Ejercicios propuestos ->
1. Cita literalmente el pasaje del fragmento sobre la guerra en Siria que comienza en "Hace ya tres" y termina en "fuerza y resiliencia?".
2. Indica si cada afirmación concuerda con el fragmento sobre la guerra en Siria y responde sí o no, citando las palabras del texto que lo deciden: (a) Al principio, el levantamiento buscaba derrocar el régimen de Assad. (b) El número oficial de muertos se acerca a 80.000. (c) La rebelión que sofocó el padre de Bashar Al-Assad estalló en el norte del país.

Fragmento seleccionado ->
___

Resulta extremadamente difícil, hoy en día, encontrar a alguien sobre la faz de la tierra que se atreva a afirmar que la guerra en Siria aún no ha estallado. En ocasiones se habla de conflicto, a veces se utiliza el termino “lucha armada”, pero, eufemismos a un lado, parece hoy indudable que lo que comenzó como un mero levantamiento de una gran mayoría de la población que públicamentedemandaba mayores libertades y derechos y, sobre todo, la posibilidad de participar en la configuración de su país hasta el momento dominada por una monolítica élite (en un principio, el objetivo no era derrocar el régimen autoritario de Assad), ha ido progresivamente tomando tintes de conflicto sectarios, con características tanto religiosas como incluso étnicas.
Hace ya tres décadas, el propio padre de Bashar Al-Assad, aun a costa de miles de muertos y millones de familias devastadas, sofocó una rebelión que estalló en el sur del país, en teoría liderada por los Hermanos Musulmanes, sin que el asunto adoptara mayores dimensiones. Esta vez, sin embargo, el hartazgo, la rabia y el odio parecen más profundos y extendidos a lo largo y ancho de la población, avivando una reacción espontánea impulsada por los vientos optimistas de la Primavera Árabe. El conflicto se intensifica día tras día, el número oficial de muertos roza la escalofriante cifra de 80.000, y el régimen sirio parece aun en disposición de aguantar y mantenerse en el poder por mucho más tiempo. ¿Cuáles son los motivos que explican tal fuerza y resiliencia?

___

Entradas proporcionadas ->
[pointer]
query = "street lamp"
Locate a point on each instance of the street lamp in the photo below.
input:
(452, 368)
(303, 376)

___

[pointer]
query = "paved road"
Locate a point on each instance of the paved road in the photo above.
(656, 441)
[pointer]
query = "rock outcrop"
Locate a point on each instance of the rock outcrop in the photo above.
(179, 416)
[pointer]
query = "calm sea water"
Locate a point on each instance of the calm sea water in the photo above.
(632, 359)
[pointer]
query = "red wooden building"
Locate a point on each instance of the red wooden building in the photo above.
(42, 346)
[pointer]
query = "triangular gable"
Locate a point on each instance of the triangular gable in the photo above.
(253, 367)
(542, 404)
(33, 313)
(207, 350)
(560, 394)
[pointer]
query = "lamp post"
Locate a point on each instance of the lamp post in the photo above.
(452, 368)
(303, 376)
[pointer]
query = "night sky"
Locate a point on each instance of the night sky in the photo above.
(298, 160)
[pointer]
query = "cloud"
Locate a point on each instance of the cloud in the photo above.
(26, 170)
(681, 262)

___

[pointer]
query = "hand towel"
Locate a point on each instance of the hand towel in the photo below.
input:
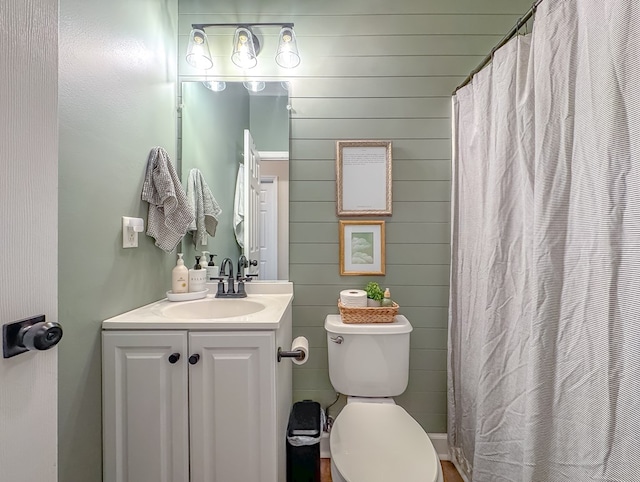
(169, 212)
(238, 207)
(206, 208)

___

Respuestas por ejercicio ->
1.
Hace ya tres décadas, el propio padre de Bashar Al-Assad, aun a costa de miles de muertos y millones de familias devastadas, sofocó una rebelión que estalló en el sur del país, en teoría liderada por los Hermanos Musulmanes, sin que el asunto adoptara mayores dimensiones. Esta vez, sin embargo, el hartazgo, la rabia y el odio parecen más profundos y extendidos a lo largo y ancho de la población, avivando una reacción espontánea impulsada por los vientos optimistas de la Primavera Árabe. El conflicto se intensifica día tras día, el número oficial de muertos roza la escalofriante cifra de 80.000, y el régimen sirio parece aun en disposición de aguantar y mantenerse en el poder por mucho más tiempo. ¿Cuáles son los motivos que explican tal fuerza y resiliencia?

2.
(a) No: "en un principio, el objetivo no era derrocar el régimen autoritario de Assad".
(b) Sí: "el número oficial de muertos roza la escalofriante cifra de 80.000".
(c) No: "sofocó una rebelión que estalló en el sur del país".